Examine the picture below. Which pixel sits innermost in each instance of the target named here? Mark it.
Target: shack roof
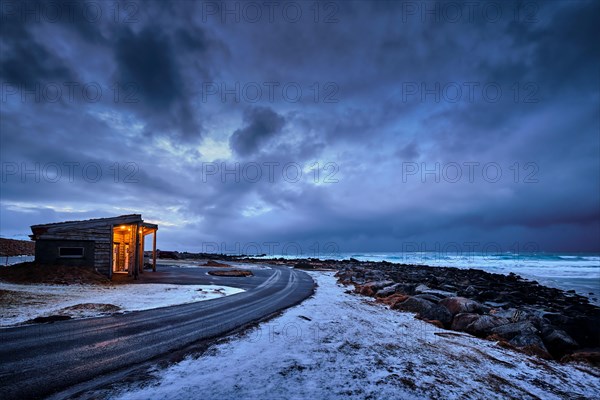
(89, 223)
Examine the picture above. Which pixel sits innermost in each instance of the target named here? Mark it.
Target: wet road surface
(38, 360)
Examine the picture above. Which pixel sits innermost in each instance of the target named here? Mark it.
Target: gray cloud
(262, 124)
(372, 54)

*BRIEF*.
With pictures excluded, copy exactly the lines from the line containing "Target: shack roof" through the last line of the listing above, both ends included.

*WRITTEN RESPONSE*.
Target: shack roof
(89, 223)
Examine the picture above. Which pixel sits innermost in each instance of the target named here? Mark it.
Target: wet road surface
(38, 360)
Examine the picture above. Which pixel sits innermost in each instance of the target named here? Mark it.
Target: gray cloud
(262, 124)
(372, 54)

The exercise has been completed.